*OBJECTIVE*: Convert the part of the entries below that opens with the line containing "outline <item>eyeglasses</item>" and runs through the end of the entries into a Markdown table with the columns Number and Content. Give each line its own numbered row, and leave out blank lines.

*STORED RECORDS*:
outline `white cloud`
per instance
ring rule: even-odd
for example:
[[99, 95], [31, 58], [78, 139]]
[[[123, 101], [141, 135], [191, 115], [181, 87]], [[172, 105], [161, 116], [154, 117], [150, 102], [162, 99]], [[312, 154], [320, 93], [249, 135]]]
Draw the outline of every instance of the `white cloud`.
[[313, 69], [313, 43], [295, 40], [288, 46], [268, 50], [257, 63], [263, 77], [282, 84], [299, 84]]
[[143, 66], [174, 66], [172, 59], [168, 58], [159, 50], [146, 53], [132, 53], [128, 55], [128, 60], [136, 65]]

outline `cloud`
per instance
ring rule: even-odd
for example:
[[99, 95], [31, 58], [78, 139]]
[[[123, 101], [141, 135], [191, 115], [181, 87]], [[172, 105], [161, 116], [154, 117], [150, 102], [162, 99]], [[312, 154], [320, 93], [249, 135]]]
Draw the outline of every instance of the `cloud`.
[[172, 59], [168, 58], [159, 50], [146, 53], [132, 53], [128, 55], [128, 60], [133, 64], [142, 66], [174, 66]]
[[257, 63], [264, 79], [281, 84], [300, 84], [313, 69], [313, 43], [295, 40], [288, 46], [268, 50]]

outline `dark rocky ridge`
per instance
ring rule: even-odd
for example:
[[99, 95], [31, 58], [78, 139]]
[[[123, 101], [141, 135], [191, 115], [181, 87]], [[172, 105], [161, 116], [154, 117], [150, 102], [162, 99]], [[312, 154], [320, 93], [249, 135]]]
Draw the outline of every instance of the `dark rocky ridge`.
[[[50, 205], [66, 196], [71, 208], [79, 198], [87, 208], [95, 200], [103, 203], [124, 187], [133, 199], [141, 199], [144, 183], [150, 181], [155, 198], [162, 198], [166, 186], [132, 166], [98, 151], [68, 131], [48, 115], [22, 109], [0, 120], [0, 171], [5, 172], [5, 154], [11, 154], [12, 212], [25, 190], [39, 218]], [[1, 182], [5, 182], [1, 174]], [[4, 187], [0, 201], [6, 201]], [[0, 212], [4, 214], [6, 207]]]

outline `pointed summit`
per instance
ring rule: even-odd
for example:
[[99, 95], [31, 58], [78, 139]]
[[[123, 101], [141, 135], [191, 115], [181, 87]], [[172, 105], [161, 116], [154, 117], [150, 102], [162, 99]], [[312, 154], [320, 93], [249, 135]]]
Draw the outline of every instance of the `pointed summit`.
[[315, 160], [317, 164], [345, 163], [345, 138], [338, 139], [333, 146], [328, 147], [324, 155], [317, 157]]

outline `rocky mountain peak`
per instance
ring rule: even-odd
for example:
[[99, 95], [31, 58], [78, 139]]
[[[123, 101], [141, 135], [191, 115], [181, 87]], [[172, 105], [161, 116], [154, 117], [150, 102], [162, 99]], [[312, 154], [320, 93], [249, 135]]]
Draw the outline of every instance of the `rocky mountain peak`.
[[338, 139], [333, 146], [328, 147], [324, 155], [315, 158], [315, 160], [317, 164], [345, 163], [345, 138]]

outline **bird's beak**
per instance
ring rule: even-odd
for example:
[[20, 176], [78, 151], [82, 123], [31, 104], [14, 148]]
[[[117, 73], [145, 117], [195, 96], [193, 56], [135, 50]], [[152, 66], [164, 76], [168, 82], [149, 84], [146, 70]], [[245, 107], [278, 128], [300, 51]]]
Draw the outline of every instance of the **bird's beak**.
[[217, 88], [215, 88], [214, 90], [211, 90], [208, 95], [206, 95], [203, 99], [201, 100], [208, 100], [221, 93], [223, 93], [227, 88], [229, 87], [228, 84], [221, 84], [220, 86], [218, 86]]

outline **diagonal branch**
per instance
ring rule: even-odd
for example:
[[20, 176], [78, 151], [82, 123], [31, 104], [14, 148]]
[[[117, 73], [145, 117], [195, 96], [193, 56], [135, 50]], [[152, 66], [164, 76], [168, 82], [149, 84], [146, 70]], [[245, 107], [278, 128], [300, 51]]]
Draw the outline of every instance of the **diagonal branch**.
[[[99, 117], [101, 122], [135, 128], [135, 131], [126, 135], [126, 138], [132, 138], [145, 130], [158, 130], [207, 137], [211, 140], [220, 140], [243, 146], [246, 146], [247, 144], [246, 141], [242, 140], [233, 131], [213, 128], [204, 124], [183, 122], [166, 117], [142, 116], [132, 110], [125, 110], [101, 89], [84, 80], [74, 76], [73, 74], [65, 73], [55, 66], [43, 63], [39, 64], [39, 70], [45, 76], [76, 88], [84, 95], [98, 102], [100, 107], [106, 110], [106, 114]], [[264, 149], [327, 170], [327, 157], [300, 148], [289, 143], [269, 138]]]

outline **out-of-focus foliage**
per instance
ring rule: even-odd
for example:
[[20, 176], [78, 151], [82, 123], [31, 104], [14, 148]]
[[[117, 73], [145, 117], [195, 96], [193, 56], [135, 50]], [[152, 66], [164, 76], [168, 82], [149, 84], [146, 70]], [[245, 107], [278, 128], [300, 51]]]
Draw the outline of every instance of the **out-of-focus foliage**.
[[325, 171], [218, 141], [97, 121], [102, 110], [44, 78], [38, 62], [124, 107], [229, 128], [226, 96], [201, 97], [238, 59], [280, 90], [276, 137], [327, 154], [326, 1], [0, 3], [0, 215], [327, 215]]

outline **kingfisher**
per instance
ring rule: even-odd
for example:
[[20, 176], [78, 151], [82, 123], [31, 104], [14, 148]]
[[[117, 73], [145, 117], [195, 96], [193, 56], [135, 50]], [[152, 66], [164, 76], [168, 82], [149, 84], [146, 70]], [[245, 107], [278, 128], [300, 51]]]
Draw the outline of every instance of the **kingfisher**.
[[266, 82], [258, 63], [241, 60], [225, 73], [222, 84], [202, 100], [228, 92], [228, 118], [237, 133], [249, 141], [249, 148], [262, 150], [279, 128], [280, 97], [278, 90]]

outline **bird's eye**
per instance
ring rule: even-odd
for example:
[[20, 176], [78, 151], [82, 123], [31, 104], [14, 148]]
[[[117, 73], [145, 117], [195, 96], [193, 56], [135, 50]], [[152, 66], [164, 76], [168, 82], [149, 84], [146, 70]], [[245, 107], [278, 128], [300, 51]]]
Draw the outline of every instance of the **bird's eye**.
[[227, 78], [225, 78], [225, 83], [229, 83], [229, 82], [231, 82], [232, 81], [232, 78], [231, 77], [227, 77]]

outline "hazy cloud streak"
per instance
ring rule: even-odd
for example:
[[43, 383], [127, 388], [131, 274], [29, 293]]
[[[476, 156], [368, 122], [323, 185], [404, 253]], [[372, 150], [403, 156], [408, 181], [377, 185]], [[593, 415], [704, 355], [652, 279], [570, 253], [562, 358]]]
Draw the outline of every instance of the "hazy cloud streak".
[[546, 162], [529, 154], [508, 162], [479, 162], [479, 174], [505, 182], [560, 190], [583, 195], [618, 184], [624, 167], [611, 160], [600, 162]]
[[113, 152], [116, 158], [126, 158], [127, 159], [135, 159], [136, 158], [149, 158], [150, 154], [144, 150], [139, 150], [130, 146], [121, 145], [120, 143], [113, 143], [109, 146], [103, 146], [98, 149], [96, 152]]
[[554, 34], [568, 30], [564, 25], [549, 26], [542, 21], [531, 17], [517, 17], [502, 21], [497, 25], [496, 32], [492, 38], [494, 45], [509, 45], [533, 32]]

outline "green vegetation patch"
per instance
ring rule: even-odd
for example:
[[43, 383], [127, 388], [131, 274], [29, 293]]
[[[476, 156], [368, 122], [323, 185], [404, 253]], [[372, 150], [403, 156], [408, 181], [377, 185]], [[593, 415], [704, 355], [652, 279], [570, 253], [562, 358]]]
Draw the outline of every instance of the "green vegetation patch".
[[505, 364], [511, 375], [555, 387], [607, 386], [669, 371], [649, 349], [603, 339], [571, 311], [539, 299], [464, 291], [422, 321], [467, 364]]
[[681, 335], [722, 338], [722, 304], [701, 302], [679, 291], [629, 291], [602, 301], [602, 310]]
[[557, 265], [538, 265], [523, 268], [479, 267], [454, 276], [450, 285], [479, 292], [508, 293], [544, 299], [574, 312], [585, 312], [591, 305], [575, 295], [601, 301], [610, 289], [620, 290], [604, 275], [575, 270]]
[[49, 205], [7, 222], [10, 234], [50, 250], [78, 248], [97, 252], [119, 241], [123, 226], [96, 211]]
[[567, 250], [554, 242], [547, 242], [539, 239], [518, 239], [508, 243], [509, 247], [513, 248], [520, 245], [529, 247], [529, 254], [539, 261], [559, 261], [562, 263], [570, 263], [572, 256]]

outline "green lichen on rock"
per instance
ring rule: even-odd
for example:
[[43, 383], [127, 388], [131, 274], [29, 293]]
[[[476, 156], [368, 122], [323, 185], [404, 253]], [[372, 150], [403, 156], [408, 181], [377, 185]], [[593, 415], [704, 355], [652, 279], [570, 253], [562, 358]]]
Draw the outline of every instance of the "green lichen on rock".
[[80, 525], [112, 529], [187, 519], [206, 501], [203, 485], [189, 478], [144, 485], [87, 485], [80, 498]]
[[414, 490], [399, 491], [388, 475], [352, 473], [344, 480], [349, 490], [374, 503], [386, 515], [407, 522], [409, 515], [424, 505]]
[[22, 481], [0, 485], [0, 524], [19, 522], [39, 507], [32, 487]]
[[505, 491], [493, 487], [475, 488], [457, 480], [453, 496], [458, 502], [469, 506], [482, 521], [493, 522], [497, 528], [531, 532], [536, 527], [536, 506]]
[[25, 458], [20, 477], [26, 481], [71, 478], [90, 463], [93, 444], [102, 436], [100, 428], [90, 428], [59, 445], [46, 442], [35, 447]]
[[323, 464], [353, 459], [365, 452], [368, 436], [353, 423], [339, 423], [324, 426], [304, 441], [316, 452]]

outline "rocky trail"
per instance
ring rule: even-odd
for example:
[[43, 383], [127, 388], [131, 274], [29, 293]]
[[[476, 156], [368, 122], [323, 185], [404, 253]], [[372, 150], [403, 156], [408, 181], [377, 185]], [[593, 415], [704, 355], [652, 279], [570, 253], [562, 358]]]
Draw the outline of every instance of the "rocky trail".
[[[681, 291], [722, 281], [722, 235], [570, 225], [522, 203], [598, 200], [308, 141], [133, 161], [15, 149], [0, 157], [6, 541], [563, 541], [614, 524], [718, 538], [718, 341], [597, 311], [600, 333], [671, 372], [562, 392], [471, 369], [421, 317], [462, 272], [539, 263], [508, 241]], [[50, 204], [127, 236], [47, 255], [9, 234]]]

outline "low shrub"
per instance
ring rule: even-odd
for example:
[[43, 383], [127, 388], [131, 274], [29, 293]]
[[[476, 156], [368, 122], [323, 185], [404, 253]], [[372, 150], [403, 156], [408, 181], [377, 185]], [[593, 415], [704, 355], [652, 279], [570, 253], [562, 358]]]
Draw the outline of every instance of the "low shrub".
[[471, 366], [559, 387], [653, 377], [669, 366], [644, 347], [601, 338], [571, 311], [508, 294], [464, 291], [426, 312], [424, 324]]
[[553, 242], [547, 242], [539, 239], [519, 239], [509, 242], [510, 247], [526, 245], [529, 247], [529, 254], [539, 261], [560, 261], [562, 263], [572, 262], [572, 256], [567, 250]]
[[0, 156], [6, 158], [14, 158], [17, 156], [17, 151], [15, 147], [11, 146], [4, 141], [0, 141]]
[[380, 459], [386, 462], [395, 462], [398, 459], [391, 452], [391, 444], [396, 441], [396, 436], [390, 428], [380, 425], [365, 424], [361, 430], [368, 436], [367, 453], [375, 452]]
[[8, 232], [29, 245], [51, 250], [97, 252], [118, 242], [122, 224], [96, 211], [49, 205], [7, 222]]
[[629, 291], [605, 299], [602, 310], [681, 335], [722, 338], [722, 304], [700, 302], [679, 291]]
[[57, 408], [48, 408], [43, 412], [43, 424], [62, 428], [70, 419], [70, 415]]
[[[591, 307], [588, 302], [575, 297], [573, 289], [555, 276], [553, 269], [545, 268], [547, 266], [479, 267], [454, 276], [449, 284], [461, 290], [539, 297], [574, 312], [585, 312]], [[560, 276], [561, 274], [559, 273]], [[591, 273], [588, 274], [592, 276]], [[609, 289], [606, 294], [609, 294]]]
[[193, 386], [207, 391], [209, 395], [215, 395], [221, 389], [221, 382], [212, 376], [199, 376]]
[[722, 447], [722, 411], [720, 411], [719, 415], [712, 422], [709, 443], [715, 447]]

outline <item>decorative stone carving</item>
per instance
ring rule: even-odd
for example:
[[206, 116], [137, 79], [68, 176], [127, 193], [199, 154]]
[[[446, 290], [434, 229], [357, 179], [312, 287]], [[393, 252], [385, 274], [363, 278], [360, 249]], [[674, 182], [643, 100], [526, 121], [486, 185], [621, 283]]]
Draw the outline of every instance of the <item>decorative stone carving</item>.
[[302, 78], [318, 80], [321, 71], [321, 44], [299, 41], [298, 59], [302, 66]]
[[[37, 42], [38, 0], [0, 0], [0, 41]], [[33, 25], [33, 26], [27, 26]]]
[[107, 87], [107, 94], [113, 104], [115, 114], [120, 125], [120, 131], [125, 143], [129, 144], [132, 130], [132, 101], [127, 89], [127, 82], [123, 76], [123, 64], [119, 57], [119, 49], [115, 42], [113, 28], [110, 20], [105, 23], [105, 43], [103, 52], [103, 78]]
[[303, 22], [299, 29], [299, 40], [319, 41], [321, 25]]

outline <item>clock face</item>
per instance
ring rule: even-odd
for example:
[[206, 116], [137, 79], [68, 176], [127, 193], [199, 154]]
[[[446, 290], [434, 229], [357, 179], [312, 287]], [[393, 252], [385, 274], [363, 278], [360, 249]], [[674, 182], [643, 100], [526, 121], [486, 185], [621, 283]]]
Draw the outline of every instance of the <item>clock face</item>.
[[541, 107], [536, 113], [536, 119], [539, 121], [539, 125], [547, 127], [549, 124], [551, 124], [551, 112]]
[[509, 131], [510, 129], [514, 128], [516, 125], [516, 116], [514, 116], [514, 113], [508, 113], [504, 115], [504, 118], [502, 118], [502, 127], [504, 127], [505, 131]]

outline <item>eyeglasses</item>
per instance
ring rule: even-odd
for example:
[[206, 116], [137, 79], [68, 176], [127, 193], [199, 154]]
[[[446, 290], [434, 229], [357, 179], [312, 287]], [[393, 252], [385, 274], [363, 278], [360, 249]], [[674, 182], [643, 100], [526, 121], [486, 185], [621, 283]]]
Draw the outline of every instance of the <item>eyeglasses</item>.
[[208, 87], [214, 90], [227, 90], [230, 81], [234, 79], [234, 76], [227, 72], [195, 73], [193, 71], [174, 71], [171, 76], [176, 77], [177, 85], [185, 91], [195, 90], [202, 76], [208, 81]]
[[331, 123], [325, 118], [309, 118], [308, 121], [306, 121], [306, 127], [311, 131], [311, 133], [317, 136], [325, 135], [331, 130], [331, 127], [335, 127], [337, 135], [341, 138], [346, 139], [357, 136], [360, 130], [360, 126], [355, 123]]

*EXERCISE OUTPUT*:
| Number | Content |
|---|---|
| 1 | outline <item>eyeglasses</item> |
| 2 | per instance |
| 3 | ring rule: even-odd |
| 4 | for example: |
| 5 | [[206, 116], [137, 79], [68, 176], [127, 193], [199, 154]] |
| 6 | [[[446, 290], [434, 229], [357, 179], [312, 287]], [[393, 252], [385, 274], [363, 278], [360, 249]], [[674, 182], [643, 100], [526, 121], [486, 185], [621, 283]]] |
| 7 | Draw the outline of every instance of the <item>eyeglasses</item>. |
| 8 | [[208, 87], [214, 90], [227, 90], [230, 81], [234, 79], [234, 76], [227, 72], [195, 73], [193, 71], [174, 71], [171, 76], [176, 77], [177, 85], [185, 91], [195, 90], [202, 76], [208, 81]] |
| 9 | [[331, 123], [325, 118], [309, 118], [308, 121], [306, 121], [306, 127], [311, 131], [311, 133], [317, 136], [325, 135], [331, 130], [331, 127], [335, 127], [337, 135], [341, 138], [346, 139], [357, 136], [360, 130], [360, 126], [355, 123]] |